Transcribe the entire listing below line by line, keeping every character unchanged. Omit the pictures from your transcription.

--- START Available records ---

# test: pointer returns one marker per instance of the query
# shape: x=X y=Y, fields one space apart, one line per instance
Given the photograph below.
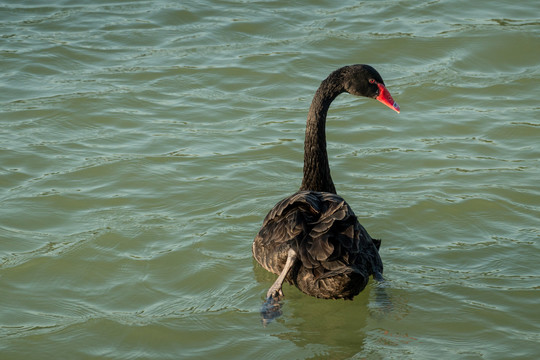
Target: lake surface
x=143 y=142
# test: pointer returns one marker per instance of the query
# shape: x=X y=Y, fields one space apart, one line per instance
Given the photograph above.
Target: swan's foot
x=271 y=308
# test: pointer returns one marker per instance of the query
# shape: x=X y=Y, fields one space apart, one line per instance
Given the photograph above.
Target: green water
x=143 y=142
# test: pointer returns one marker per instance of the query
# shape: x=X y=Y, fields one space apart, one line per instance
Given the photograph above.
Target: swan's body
x=312 y=239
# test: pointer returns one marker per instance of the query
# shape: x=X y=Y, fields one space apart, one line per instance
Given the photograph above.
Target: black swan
x=312 y=239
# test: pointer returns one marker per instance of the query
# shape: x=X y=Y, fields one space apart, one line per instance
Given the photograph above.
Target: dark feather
x=336 y=255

--- END Available records ---

> [Expected answer]
# test: pointer returns one marker per instance of the query
# shape: x=X y=Y, fields one space apart, one line per instance
Given the photograph below.
Target: lake surface
x=143 y=142
# test: pointer returns one marker per instance of the query
# shape: x=X y=Y, fields one space apart, one line per instance
Given the photograph above.
Target: swan's foot
x=271 y=308
# test: pointer returns one marker per instance of the query
# shape: x=X y=Y, fields one space apart, one line per instance
Given the photograph above.
Target: green water
x=143 y=142
# test: pointer returns one marker per instance of the query
# shape: x=X y=Y, fields one space apart, one line per instance
Given the photograph above.
Target: swan's body
x=312 y=239
# test: pointer returns one marker per instance of the query
# shape: x=X y=Y, fields one space apart, one line per instance
Given the photograph above.
Target: black swan
x=312 y=239
# test: pointer returns one marker per instance of the query
# shape: x=X y=Y, fields one space apart, one line per instance
Given the photograph above.
Target: dark feather
x=336 y=255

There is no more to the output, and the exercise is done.